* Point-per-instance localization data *
──────────

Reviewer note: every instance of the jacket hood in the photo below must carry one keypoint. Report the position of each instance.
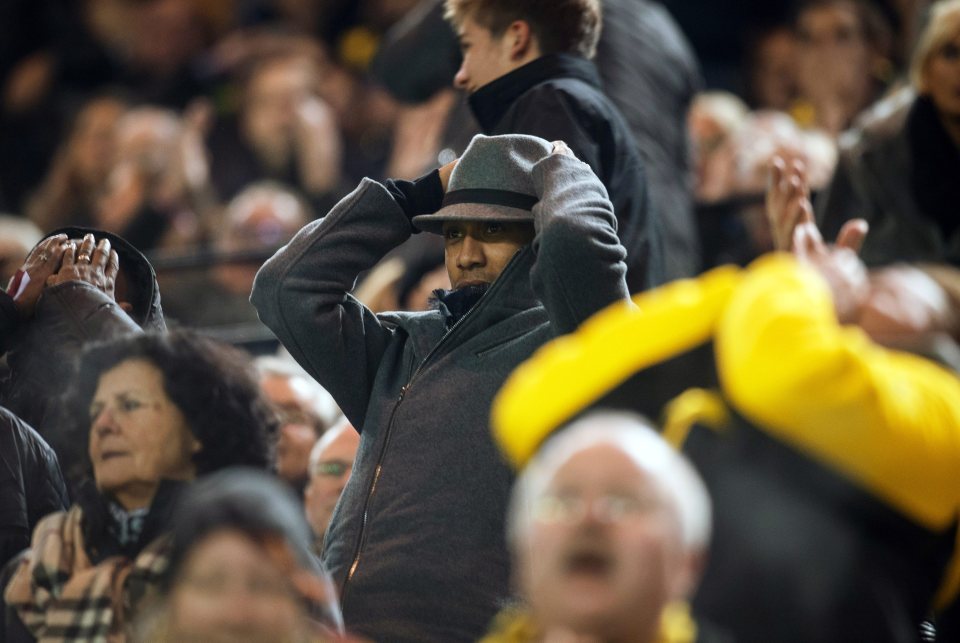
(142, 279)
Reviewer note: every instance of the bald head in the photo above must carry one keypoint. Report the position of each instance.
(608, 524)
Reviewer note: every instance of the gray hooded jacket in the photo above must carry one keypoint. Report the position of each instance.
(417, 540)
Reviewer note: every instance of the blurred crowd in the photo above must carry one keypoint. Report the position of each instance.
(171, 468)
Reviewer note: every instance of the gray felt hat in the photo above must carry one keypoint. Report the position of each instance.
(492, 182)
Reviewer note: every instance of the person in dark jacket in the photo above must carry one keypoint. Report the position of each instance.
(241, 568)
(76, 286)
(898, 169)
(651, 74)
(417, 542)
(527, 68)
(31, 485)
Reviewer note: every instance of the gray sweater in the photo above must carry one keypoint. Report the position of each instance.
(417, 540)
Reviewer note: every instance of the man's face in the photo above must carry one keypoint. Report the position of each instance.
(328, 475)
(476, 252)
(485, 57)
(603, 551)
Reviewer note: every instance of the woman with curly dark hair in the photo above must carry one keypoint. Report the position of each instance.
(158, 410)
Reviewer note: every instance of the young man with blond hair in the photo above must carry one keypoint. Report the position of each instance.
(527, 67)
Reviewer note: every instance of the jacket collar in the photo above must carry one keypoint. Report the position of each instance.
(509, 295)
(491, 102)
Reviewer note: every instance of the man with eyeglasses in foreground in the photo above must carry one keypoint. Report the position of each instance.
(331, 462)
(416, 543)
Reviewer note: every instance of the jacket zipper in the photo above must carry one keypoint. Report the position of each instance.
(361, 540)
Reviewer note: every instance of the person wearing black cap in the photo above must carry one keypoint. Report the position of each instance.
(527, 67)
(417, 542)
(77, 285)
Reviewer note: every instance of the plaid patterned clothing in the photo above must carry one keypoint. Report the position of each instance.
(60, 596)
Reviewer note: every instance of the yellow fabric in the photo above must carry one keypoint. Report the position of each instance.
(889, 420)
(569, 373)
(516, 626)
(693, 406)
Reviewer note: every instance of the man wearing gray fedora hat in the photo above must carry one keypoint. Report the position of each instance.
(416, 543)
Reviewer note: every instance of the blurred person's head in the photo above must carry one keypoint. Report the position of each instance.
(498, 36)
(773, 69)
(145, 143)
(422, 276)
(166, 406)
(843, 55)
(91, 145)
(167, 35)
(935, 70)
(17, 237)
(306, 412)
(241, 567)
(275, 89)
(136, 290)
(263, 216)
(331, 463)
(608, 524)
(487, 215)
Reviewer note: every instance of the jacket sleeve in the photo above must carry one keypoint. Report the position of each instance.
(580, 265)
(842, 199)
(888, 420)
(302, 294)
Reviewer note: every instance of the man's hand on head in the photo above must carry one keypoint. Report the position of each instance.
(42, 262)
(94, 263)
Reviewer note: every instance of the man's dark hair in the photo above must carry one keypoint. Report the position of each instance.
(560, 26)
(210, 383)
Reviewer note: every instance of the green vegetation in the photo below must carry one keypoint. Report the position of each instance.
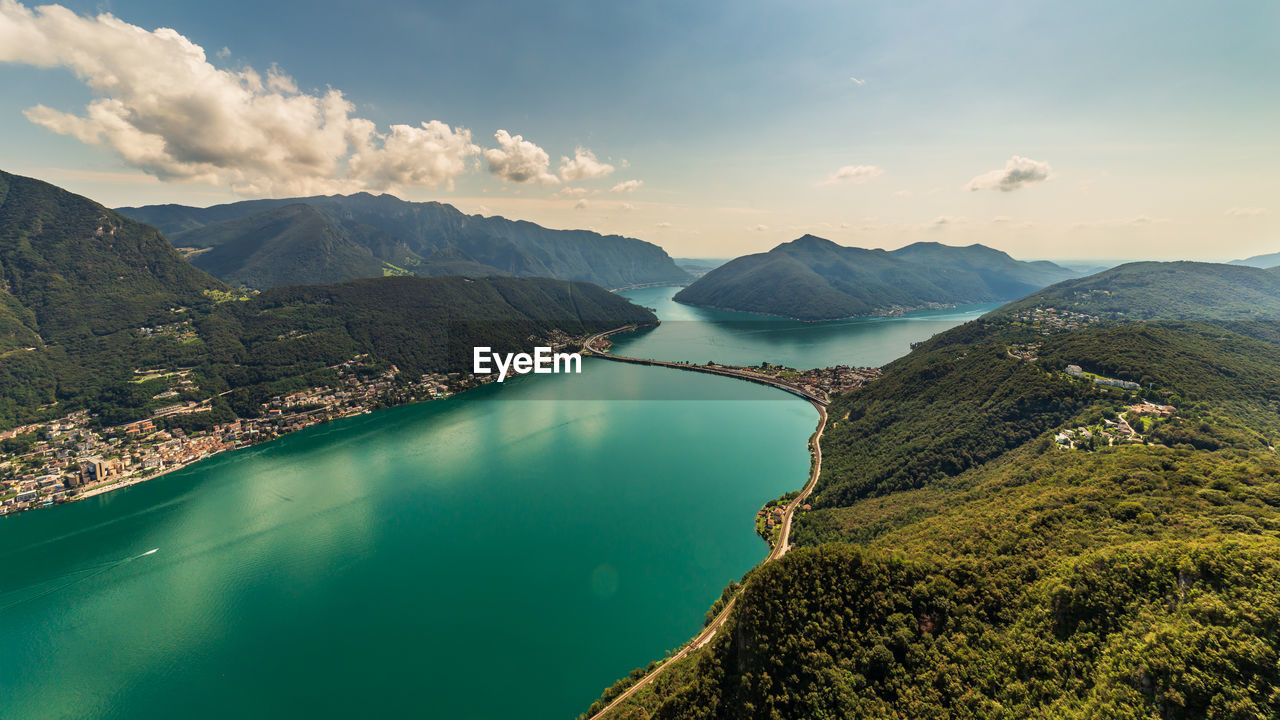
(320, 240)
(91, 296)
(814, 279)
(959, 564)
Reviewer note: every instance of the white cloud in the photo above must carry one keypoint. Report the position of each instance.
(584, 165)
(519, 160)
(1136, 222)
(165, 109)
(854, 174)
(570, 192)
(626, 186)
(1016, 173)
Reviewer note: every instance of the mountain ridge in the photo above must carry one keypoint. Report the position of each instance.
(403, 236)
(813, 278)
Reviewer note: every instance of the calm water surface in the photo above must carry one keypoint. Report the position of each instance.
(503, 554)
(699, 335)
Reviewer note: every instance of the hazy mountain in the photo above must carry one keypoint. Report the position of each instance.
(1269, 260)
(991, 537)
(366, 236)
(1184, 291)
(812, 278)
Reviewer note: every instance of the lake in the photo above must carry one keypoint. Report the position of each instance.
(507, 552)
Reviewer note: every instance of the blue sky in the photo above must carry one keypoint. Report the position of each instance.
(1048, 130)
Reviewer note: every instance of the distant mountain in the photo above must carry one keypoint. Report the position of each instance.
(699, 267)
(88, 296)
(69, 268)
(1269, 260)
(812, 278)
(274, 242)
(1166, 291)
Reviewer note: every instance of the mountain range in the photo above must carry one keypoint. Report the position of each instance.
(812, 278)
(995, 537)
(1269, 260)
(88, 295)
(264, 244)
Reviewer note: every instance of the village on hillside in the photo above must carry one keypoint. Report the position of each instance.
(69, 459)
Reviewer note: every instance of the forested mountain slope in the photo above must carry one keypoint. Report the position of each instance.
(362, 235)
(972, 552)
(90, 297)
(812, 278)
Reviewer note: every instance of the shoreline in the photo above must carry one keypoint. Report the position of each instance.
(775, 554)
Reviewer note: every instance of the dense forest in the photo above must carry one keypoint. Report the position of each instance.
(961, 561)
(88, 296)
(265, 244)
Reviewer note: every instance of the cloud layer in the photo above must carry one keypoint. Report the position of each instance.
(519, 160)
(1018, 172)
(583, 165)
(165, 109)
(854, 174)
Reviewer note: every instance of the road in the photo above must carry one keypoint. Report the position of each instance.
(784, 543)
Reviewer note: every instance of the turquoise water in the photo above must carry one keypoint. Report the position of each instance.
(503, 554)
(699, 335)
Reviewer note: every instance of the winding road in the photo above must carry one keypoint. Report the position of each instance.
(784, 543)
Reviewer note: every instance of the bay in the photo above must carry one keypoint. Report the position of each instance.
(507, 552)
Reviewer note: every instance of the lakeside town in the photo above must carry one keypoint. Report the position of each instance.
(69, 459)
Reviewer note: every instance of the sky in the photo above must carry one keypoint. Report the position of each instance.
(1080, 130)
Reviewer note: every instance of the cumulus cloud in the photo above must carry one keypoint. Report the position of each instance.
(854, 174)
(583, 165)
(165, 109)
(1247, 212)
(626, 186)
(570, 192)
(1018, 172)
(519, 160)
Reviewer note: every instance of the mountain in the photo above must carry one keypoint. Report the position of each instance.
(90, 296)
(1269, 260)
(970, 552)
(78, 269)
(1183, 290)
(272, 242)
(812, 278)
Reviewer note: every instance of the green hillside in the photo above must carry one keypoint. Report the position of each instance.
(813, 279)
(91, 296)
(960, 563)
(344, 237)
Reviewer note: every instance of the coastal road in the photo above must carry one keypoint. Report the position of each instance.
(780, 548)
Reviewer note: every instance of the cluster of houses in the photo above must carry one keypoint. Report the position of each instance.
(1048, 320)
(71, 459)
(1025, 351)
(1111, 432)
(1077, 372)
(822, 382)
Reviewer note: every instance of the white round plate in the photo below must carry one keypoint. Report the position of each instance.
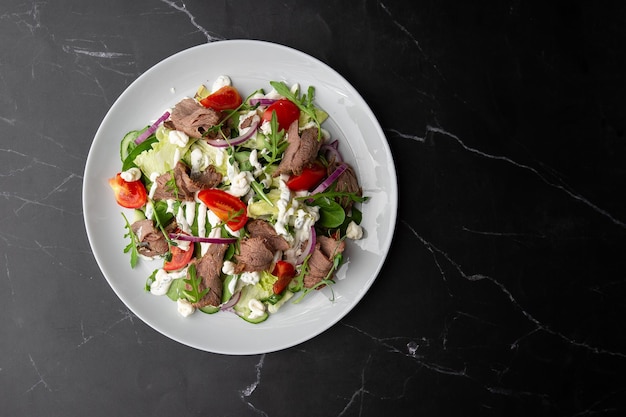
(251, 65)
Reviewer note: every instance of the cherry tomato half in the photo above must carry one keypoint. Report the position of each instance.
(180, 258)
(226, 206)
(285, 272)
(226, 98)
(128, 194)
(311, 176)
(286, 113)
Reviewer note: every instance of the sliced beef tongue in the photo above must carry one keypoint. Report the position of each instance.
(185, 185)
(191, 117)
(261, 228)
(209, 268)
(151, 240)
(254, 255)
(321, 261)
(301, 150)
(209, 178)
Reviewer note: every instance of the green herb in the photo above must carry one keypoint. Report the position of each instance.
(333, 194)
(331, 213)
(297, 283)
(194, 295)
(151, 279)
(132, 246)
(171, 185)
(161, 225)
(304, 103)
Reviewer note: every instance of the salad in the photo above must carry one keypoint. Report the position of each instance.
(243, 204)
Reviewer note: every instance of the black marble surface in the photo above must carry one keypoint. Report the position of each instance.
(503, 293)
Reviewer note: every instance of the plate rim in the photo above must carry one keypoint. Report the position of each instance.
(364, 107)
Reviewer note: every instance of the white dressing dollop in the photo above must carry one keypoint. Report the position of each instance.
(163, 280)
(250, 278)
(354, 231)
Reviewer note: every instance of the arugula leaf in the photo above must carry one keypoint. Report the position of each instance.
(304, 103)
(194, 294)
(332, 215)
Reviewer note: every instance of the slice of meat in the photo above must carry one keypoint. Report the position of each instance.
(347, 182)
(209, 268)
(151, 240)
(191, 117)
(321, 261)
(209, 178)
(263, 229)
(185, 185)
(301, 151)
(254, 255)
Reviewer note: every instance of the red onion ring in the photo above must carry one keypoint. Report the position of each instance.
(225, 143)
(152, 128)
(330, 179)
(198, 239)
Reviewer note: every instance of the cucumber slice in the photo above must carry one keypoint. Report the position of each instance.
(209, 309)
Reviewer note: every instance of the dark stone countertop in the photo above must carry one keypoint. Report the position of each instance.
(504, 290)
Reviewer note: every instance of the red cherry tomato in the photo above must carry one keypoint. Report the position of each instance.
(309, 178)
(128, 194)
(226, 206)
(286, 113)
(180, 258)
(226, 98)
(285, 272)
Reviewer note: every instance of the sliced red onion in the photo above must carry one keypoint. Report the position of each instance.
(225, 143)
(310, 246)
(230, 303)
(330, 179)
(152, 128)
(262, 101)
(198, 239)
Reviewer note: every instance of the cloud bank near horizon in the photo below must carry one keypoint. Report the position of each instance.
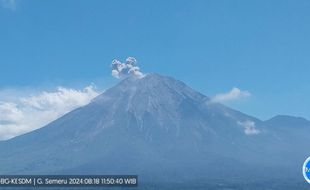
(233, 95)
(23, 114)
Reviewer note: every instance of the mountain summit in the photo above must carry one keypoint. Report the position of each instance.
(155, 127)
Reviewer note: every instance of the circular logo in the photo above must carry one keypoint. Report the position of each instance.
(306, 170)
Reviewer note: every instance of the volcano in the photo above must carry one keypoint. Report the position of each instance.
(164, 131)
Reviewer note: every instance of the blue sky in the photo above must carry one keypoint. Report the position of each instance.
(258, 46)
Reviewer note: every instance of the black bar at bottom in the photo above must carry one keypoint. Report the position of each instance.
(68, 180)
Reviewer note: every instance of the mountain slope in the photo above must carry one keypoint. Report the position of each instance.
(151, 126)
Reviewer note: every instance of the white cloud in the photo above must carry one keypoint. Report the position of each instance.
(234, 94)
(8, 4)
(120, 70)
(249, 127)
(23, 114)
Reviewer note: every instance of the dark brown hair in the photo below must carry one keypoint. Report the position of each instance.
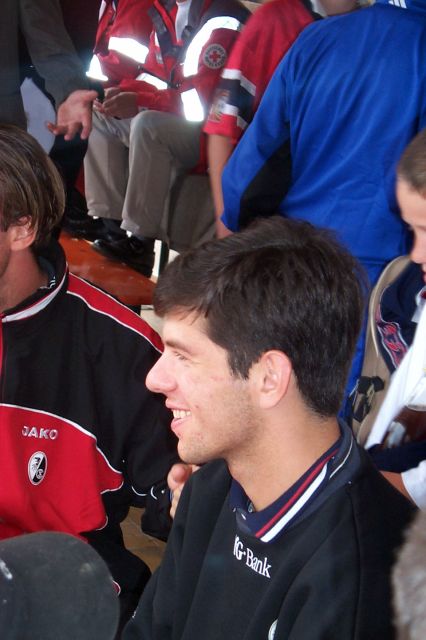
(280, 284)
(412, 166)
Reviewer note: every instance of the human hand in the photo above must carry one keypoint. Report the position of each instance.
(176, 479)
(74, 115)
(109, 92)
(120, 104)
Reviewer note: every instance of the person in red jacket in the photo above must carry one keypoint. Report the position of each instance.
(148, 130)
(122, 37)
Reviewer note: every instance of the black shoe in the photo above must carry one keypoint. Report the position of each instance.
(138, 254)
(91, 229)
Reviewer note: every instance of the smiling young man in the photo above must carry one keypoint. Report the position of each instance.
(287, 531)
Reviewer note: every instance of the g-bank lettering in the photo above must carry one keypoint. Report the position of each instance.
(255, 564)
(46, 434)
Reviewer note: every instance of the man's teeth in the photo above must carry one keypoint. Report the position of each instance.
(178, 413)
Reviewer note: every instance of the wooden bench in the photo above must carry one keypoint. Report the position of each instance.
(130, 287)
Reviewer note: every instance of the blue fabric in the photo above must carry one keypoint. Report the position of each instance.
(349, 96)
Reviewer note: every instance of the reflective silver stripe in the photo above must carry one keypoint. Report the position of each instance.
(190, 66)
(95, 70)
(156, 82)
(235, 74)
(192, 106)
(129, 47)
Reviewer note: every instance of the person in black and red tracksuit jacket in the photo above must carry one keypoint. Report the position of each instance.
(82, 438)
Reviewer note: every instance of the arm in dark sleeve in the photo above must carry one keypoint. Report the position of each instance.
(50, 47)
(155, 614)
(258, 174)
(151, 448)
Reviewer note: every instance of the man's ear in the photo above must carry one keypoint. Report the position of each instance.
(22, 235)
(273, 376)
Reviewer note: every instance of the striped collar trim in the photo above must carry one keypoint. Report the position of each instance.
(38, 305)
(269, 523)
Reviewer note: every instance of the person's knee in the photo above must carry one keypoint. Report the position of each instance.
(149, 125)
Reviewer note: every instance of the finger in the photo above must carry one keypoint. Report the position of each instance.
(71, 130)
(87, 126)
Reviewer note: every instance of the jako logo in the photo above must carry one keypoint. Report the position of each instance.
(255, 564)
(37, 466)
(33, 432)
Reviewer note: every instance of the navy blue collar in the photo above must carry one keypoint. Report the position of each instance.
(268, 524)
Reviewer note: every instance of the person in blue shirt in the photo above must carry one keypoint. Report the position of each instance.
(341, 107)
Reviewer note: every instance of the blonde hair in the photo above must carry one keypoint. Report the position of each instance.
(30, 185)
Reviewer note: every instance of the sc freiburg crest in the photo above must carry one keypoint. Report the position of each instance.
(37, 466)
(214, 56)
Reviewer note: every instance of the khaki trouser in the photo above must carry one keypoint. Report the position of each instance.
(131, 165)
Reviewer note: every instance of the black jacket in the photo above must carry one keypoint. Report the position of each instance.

──────────

* EXERCISE DESCRIPTION *
Write out the lines above from the one containing "Reviewer note: every instance of the finger" through the last, exactly as they are.

* ANSWER TO THIS TASK *
Reviewer note: every instance of the finger in the photo above must carry one keypoint. Report the position of each instance.
(71, 130)
(87, 126)
Reviewer note: every instance of the jako logo in the photo above must carry one keypoint. Report the position of each instance.
(255, 564)
(37, 466)
(33, 432)
Reviewer note: every instance of the navy blue collar in the photo above must carry one keypoint. Report the position of each instance.
(268, 524)
Reviewer note: every instance of the person in blue shirt in the photo above must carry one keypoint. Report the position of each instance.
(341, 107)
Reviewer note: every instance of the blonde hair in the photo above must carry one keypoint. Report the position of each instance.
(30, 185)
Reviewer note: every instance of the sc freiburg crest in the photo above must carry one keypoint. Report the position of each instance.
(37, 466)
(214, 56)
Reviewer note: every instance of the khaki trouser in the photo above must carry one keypoint. Report the position of each instance.
(131, 165)
Reviewer note: every instance of the black jacket in the photo above must carry one keypoint. Report the position of each instance.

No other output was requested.